> Work request: The expected output is a copy of every line in the records with the string "drink".

> Dataset content:
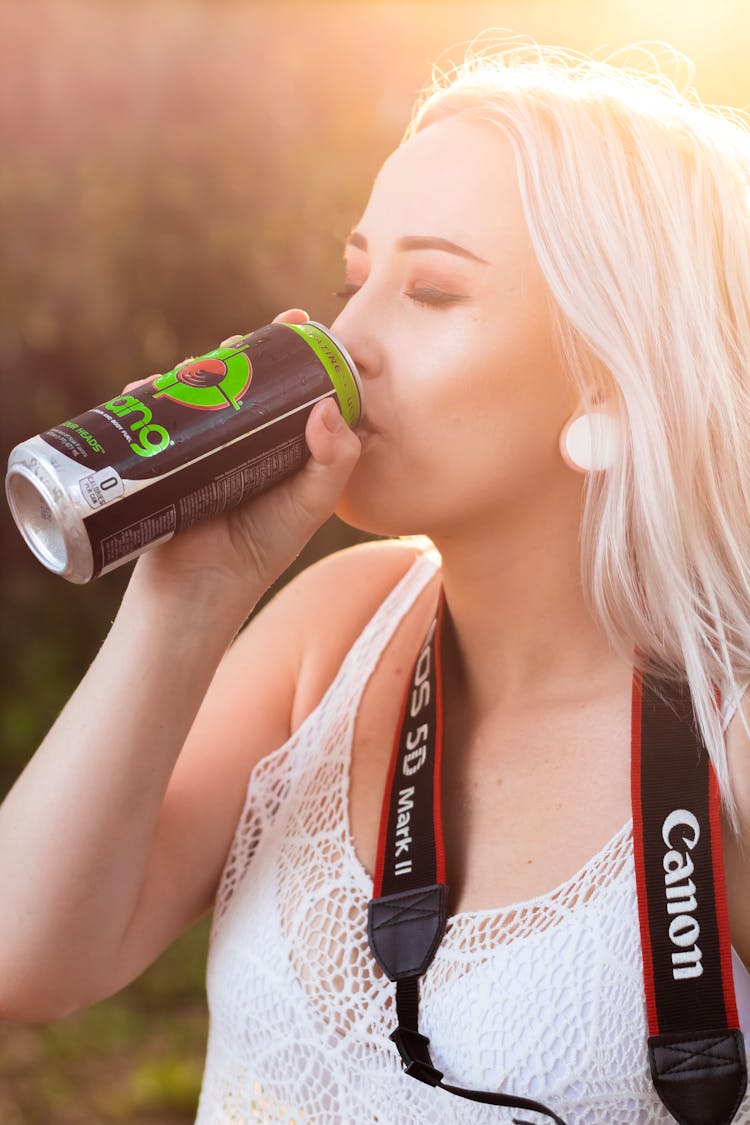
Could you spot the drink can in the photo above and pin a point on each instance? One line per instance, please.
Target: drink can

==

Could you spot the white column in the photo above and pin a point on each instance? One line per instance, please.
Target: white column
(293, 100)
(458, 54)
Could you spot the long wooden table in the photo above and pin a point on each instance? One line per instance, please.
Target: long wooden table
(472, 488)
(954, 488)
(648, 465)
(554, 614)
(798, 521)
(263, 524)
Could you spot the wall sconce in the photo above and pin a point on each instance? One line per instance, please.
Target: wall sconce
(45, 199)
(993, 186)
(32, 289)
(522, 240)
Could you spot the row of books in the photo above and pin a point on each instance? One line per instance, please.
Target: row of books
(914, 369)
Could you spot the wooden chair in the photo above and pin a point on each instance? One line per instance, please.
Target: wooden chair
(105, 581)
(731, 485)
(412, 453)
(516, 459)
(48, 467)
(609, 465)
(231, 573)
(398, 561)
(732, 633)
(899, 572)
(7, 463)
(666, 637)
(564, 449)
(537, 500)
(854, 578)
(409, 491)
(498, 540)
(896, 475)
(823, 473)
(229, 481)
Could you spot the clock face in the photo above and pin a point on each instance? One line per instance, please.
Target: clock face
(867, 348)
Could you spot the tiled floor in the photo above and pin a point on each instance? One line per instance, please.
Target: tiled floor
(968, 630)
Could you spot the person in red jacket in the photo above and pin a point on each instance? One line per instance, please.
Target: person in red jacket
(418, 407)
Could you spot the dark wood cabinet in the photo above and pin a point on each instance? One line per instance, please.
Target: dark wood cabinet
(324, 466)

> Output of the task:
Could you spot the drink can in the photo above and pin a point on each instance? One line per instance, please.
Target: drink can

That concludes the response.